SOURCE MATERIAL:
----
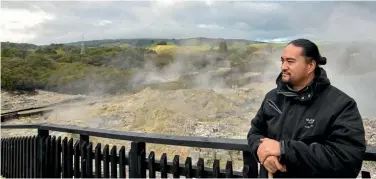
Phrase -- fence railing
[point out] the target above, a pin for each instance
(44, 155)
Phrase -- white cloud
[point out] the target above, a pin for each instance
(102, 23)
(15, 23)
(59, 22)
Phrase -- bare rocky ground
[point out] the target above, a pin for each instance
(194, 112)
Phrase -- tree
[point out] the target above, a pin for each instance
(162, 42)
(223, 47)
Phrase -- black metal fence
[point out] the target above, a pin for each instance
(49, 156)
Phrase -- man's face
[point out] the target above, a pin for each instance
(295, 68)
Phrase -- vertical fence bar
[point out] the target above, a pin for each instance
(64, 160)
(106, 161)
(151, 164)
(76, 154)
(13, 159)
(250, 165)
(122, 165)
(41, 153)
(163, 165)
(113, 157)
(200, 168)
(58, 164)
(89, 160)
(18, 157)
(216, 169)
(47, 159)
(24, 156)
(137, 168)
(175, 167)
(52, 161)
(98, 161)
(229, 171)
(188, 168)
(70, 159)
(34, 170)
(2, 157)
(28, 157)
(83, 158)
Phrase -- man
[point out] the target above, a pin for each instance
(306, 127)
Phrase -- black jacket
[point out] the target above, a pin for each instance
(319, 128)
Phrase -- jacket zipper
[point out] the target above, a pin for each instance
(274, 106)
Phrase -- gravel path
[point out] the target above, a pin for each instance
(180, 105)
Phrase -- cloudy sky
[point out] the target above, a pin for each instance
(46, 22)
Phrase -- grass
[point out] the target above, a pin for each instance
(172, 49)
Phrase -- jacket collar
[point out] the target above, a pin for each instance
(319, 83)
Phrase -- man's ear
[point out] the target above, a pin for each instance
(311, 66)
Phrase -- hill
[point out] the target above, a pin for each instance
(148, 42)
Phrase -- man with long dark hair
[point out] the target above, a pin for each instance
(306, 127)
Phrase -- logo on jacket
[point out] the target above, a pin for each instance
(309, 123)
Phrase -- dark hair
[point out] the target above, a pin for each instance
(310, 50)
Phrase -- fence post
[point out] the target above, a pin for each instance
(137, 165)
(41, 154)
(250, 165)
(84, 138)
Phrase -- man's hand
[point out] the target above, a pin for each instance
(272, 165)
(268, 147)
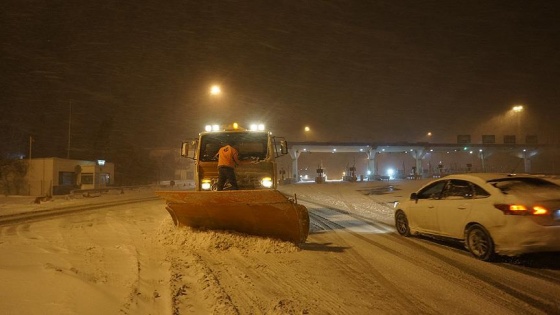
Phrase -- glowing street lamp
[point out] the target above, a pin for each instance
(306, 131)
(215, 90)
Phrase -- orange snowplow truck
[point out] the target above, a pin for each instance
(257, 208)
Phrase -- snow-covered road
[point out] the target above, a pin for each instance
(129, 259)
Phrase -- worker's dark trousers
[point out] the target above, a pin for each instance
(226, 174)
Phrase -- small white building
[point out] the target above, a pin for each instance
(56, 176)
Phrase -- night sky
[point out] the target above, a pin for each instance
(136, 74)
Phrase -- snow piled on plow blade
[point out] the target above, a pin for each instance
(257, 212)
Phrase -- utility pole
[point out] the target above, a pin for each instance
(69, 130)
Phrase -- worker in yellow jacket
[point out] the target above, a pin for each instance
(228, 159)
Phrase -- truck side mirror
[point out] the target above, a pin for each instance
(188, 149)
(284, 147)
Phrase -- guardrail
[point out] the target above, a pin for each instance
(95, 192)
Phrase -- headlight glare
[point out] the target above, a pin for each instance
(266, 182)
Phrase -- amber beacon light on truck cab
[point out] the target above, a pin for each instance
(258, 151)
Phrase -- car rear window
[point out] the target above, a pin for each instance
(507, 185)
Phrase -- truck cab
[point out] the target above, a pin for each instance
(258, 151)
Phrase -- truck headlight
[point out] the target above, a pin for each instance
(206, 184)
(266, 182)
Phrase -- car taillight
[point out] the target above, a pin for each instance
(521, 209)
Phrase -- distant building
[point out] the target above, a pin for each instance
(56, 176)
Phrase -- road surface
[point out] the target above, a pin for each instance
(129, 259)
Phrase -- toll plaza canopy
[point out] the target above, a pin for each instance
(417, 150)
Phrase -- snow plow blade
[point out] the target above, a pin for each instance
(257, 212)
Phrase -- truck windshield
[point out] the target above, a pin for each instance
(251, 145)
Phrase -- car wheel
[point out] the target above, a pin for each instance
(401, 223)
(480, 243)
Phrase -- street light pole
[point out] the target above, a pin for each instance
(69, 130)
(518, 109)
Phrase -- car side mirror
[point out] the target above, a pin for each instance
(414, 196)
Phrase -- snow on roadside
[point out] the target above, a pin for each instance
(21, 204)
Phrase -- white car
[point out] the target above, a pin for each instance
(491, 213)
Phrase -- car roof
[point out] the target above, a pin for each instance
(486, 177)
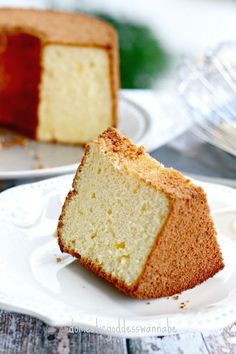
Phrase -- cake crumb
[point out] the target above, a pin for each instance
(37, 156)
(175, 297)
(183, 305)
(39, 166)
(9, 141)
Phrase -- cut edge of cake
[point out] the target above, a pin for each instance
(185, 252)
(79, 32)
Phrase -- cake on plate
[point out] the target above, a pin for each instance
(145, 228)
(58, 75)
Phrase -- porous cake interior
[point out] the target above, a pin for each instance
(75, 93)
(113, 218)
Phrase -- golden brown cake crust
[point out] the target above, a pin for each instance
(65, 28)
(188, 230)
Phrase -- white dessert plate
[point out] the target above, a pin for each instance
(38, 280)
(145, 117)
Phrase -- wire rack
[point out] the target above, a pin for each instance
(208, 88)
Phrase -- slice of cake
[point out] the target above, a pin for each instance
(58, 75)
(145, 228)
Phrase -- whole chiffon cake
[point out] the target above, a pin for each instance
(59, 75)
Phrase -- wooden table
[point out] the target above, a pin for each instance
(25, 334)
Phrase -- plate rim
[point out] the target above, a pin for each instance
(177, 320)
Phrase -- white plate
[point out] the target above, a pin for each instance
(143, 116)
(64, 293)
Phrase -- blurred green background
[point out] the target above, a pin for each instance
(142, 57)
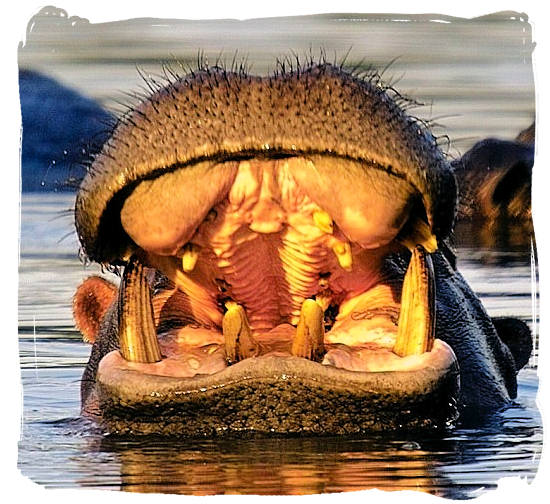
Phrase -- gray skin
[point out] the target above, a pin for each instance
(318, 110)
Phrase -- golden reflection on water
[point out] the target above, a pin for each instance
(268, 467)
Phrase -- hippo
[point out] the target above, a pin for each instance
(494, 177)
(282, 244)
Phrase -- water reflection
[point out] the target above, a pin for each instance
(450, 466)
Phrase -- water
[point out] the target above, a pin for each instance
(59, 449)
(476, 74)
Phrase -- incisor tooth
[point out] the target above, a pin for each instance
(310, 333)
(189, 257)
(342, 250)
(323, 221)
(416, 326)
(239, 343)
(136, 328)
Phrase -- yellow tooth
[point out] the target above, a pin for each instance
(310, 333)
(342, 250)
(136, 329)
(416, 326)
(323, 221)
(239, 343)
(190, 257)
(323, 299)
(417, 232)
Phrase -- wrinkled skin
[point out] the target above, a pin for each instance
(494, 178)
(235, 202)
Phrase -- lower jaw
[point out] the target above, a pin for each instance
(275, 394)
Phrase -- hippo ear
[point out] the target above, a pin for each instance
(516, 335)
(90, 302)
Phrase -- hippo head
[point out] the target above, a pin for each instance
(285, 265)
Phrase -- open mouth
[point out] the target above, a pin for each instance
(263, 276)
(277, 234)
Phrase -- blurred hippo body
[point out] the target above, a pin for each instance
(494, 179)
(285, 266)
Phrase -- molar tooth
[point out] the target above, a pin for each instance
(323, 299)
(416, 326)
(136, 328)
(417, 232)
(239, 343)
(189, 257)
(310, 333)
(342, 250)
(323, 221)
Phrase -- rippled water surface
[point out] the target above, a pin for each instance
(477, 75)
(59, 449)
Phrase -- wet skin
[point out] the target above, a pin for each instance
(494, 178)
(285, 266)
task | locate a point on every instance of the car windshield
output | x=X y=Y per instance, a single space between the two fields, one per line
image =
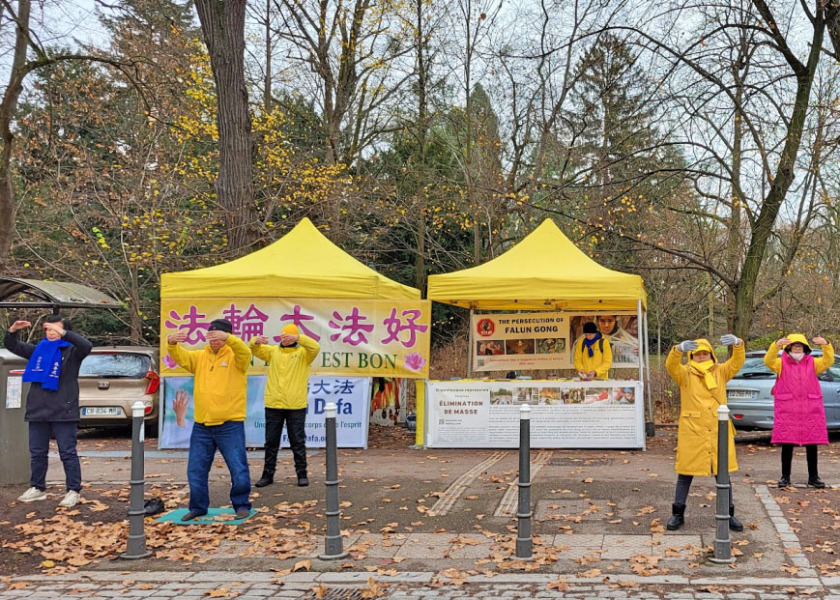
x=754 y=367
x=127 y=365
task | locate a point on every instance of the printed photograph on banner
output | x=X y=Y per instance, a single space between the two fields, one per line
x=623 y=395
x=550 y=396
x=551 y=345
x=519 y=341
x=621 y=329
x=490 y=347
x=519 y=346
x=501 y=396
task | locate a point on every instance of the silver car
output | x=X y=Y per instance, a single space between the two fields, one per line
x=751 y=404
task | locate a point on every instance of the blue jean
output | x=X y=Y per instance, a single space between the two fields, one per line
x=39 y=451
x=229 y=438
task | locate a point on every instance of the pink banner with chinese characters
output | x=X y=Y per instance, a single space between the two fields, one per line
x=378 y=338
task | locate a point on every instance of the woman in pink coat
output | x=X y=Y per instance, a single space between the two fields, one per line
x=798 y=411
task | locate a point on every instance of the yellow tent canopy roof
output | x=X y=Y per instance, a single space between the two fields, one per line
x=301 y=264
x=545 y=271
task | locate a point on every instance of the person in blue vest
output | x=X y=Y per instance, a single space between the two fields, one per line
x=52 y=404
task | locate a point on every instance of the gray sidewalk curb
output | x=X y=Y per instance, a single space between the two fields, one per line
x=419 y=577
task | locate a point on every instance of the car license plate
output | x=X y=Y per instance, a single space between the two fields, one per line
x=102 y=411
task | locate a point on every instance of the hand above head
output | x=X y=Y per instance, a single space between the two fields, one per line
x=687 y=346
x=18 y=325
x=57 y=327
x=180 y=406
x=217 y=335
x=289 y=339
x=177 y=337
x=729 y=339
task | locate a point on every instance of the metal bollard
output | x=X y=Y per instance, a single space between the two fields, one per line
x=136 y=511
x=524 y=543
x=723 y=543
x=332 y=541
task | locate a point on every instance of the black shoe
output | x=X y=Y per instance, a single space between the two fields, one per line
x=677 y=519
x=264 y=481
x=734 y=523
x=192 y=515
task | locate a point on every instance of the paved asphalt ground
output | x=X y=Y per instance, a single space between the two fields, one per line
x=433 y=524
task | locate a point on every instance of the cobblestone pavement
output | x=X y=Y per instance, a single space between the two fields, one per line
x=404 y=586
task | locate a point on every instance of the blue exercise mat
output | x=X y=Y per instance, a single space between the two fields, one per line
x=214 y=516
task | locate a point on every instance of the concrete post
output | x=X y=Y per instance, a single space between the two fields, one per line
x=333 y=545
x=524 y=543
x=723 y=543
x=136 y=510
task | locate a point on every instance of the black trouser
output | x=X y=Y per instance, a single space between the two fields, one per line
x=810 y=455
x=295 y=420
x=684 y=485
x=39 y=450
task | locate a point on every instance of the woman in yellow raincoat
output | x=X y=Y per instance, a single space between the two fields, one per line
x=702 y=390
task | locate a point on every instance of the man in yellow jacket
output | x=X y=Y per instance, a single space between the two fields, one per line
x=702 y=390
x=286 y=394
x=593 y=355
x=220 y=404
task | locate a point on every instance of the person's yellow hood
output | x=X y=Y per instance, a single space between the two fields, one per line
x=703 y=344
x=798 y=337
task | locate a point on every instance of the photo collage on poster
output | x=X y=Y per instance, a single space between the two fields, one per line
x=548 y=340
x=549 y=396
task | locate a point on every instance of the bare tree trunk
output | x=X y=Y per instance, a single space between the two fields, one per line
x=7 y=113
x=223 y=25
----
TASK: Select and copy each line from the data that includes the word "blue".

TASK RESULT:
task | locate a point on every instance of the blue jean
task | locate a point on every instance of the person in blue vest
task | locate a point on every instance of the blue exercise mat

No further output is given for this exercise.